---------- TEXT EXCERPT

Tel Aviv University Researchers Reduce Metastatic Spread After Colorectal Cancer Surgery

On the seventh day, the Kohen shall examine him, and if the affection has remained unchanged in color and the disease has not spread on the skin, the Kohen shall isolate him for another seven days.




(the israel bible)

August 11, 2020

2 min read

Scientists at Tel Aviv University (TAU)have found a way to cut the risk of metastasis of colorectal cancer after their tumor is removed in surgery. Giving medication for a short interval around the time of the surgery, the researchers were able to reduce body stress responses and physiological inflammation during this critical period, thus making it much more difficult for the cancer cells to spread to other parts of the body after the operation.

The study, recently published in prestigious journal Cancer, was led by Prof. Shamgar Ben-Eliyahu from TAU’s School of Psychological Sciences and the Sagol School of Neuroscience and Prof. Oded Zmora from Shamir (Assaf Harofeh) Medical Center in Tzrifin (near Rishon Lezion).

--------------------
---------- INFORMATION PROVIDED

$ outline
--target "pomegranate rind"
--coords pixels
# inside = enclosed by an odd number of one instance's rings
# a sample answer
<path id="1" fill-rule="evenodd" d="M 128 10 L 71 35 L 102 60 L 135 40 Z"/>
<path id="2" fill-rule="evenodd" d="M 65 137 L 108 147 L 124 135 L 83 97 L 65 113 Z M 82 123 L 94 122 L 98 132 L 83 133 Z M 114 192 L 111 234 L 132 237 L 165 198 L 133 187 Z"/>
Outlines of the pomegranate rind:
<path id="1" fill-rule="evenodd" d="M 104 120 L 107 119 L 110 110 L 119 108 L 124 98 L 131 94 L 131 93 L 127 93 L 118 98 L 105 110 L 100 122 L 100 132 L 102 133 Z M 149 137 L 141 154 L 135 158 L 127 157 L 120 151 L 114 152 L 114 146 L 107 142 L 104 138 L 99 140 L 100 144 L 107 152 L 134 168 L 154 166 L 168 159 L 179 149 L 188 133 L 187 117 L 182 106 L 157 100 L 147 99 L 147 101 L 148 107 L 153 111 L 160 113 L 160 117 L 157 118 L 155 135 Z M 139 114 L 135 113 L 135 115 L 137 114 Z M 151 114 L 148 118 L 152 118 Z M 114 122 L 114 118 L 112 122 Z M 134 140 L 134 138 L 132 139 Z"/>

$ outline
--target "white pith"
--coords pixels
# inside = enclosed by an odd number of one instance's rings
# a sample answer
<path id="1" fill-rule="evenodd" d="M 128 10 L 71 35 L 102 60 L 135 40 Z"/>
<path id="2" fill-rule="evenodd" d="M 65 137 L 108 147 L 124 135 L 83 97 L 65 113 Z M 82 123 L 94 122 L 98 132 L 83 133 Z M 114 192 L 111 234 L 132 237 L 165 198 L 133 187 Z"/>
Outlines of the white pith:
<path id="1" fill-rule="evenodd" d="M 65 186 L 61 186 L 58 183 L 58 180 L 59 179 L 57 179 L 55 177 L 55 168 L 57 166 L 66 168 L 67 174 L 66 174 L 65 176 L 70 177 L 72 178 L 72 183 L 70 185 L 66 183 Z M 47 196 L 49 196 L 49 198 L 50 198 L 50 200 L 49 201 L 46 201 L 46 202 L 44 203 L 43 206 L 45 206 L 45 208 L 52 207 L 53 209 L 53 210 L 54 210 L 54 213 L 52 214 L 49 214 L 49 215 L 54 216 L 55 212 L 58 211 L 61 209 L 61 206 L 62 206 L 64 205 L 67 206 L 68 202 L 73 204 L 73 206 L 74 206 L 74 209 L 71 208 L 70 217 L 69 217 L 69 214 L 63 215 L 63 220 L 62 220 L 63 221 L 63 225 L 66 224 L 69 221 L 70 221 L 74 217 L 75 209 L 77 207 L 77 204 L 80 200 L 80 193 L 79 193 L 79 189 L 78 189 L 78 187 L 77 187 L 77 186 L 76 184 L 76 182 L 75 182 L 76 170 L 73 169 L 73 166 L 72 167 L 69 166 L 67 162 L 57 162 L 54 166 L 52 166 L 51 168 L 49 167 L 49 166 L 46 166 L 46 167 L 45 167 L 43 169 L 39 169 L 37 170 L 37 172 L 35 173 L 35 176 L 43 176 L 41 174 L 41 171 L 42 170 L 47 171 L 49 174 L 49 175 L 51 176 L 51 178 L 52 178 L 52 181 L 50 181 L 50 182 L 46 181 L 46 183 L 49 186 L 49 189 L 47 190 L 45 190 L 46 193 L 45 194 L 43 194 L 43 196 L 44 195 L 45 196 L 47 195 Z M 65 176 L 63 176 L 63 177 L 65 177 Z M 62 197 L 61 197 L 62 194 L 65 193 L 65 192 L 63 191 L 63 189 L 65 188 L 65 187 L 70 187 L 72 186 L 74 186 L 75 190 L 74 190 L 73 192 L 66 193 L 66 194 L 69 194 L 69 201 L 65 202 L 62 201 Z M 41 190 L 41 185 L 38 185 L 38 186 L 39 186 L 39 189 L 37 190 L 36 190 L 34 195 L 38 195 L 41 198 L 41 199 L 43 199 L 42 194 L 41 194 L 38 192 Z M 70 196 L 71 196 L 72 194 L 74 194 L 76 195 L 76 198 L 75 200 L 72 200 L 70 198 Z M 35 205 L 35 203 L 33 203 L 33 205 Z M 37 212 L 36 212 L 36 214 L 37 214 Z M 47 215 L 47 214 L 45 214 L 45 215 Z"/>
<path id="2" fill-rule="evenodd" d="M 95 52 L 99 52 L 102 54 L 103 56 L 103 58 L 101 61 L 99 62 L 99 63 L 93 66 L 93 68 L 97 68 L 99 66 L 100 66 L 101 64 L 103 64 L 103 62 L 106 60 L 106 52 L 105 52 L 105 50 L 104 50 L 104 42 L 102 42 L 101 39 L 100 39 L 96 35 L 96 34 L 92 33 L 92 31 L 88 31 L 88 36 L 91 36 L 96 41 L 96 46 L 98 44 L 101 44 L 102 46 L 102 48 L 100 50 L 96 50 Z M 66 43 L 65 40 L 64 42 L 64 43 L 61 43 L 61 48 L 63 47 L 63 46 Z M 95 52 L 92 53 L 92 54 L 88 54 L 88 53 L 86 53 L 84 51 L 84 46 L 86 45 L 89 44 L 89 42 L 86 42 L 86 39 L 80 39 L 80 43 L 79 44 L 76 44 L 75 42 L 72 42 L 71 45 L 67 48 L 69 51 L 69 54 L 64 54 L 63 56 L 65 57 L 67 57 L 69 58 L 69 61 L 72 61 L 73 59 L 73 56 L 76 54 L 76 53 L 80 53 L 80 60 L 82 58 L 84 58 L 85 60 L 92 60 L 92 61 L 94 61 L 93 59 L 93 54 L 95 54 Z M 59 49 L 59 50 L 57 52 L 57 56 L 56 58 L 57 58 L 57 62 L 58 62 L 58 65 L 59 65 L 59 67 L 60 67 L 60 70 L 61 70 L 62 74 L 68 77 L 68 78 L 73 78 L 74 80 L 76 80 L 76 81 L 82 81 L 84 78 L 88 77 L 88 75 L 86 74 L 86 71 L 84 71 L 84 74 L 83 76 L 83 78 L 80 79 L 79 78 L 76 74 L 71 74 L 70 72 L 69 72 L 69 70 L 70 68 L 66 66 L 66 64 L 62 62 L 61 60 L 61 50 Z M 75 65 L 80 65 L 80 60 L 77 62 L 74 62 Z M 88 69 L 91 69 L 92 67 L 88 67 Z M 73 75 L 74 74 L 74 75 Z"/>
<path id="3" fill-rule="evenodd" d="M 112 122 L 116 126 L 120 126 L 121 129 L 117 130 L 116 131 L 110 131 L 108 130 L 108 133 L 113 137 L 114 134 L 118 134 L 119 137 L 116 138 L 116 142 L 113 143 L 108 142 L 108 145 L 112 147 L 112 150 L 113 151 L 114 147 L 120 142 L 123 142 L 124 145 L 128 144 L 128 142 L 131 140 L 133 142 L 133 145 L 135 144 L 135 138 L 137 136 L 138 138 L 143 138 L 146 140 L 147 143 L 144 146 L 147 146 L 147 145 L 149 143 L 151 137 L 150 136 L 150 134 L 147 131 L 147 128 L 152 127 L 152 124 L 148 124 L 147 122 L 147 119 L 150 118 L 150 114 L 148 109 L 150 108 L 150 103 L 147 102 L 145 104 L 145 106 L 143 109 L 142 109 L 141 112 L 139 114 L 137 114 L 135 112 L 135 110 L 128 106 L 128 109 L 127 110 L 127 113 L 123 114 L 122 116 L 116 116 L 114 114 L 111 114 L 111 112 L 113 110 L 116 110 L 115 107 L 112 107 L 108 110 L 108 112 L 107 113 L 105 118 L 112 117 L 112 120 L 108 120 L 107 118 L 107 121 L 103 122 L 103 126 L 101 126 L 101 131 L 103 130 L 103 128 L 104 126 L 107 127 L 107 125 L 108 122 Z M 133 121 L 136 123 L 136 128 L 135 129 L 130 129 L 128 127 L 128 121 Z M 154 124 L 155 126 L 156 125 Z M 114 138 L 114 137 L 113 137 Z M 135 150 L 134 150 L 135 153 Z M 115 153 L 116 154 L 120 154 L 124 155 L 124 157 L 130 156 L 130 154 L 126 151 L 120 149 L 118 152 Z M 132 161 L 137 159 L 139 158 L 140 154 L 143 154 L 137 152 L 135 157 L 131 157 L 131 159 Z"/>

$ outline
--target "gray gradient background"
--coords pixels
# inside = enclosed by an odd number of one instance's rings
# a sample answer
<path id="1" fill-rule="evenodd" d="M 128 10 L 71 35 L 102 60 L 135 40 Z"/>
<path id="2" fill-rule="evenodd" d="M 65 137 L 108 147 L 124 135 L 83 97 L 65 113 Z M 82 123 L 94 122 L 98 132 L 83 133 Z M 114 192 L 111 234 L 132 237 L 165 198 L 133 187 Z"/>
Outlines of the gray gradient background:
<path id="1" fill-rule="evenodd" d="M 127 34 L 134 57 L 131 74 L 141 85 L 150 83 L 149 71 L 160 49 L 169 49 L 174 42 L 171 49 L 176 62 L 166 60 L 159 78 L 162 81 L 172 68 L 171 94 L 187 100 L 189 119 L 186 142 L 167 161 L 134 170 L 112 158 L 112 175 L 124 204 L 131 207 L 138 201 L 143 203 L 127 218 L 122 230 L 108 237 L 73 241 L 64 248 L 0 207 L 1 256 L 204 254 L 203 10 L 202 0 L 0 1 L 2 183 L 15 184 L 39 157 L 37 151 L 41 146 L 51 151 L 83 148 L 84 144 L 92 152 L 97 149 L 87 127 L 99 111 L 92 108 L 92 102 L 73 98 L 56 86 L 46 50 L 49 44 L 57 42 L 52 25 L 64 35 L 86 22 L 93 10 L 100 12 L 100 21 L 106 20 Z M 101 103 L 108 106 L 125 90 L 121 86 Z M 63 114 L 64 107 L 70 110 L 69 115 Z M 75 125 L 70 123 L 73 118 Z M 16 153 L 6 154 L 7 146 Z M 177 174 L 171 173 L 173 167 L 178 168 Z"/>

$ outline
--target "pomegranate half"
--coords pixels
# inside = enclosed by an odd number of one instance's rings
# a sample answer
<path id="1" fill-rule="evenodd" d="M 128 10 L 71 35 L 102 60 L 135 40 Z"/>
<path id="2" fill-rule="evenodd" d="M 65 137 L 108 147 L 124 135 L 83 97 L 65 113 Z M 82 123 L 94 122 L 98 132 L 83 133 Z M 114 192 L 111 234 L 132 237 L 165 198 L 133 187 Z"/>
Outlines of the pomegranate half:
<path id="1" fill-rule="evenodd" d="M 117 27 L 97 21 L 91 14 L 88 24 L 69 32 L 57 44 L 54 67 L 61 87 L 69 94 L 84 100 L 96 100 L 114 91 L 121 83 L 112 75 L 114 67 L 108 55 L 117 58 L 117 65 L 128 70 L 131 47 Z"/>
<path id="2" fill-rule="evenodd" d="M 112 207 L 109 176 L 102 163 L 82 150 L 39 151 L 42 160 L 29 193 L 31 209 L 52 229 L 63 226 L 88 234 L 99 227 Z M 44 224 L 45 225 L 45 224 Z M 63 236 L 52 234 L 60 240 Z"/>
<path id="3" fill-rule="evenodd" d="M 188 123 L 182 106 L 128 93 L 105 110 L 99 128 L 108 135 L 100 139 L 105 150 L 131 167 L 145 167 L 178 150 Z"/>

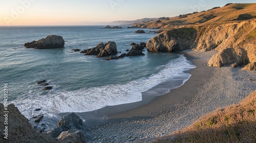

--------------------

* ACTIVITIES *
A – Name every institution (university, school, or medical center) mentioned in the article on reducing metastatic spread after colorectal cancer surgery.
B – Resume the article on reducing metastatic spread after colorectal cancer surgery, picking up after its last sentence.

* ANSWERS BY ITEM *
A –
- Tel Aviv University (TAU)
- School of Psychological Sciences
- Sagol School of Neuroscience
- Shamir (Assaf Harofeh) Medical Center

B –
Even though the number of patients was small, the results were very promising. Only 12.5% (2 out of 16) of patients receiving the treatment were found to develop metastases; in the control (placebo-treated) group, metastases developed in 33% (six out of 18) of patients, which is in accordance with the known statistics for colorectal cancer patients

In the study, which lasted for three years, the researchers monitored 34 patients who received treatment surrounding a colorectal tumor removal surgery. During the pre- and post-surgical period, the patients were administered two safe and known drugs – propranolol (Deralin), an anti-anxiety and blood-pressure-reducing drug, and etodolac (Etopan), an anti-inflammatory analgesic. The drugs were given to the patients for only 20 days, starting from five days prior to surgery and until two weeks after, with half of the patients receiving a placebo treatment.

Ben-Eliyahu said he was very satisfied with these data, but added that “despite the impressive results, this treatment must be examined again, in a much larger number of patients, so as to test whether it is, in fact, lifesaving.” According to Ben-Eliyahu, the study of molecular markers in the cancerous tissue excised from the patients showed that the treatment with the medications has led to a reduction in the metastatic potential of the tumor and potentially the residual cancer cells. 

In addition, the drugs triggered some beneficial alterations in infiltrating tumor leukocytes (white blood cells), which are also markers indicating a reduced chance of disease recurrence. Ben-Eliyahu explained that “when the body is in a state of stress, whether physiological (from surgery) or psychological, this causes a release of high amounts of two types of hormones, prostaglandins and catecholamines. These hormones suppress the activity of the immune cells, thus indirectly promoting the development of cancer metastases.”

In addition, he said, these hormones also directly promote the development of metastatic traits in cancer tissue. “Our study shows that inexpensive, accessible medication treatment could be used to reduce body stress responses and inflammation associated with surgery, which affects the tumor, significantly reducing the risk of metastases that might be detected months or years after surgery.”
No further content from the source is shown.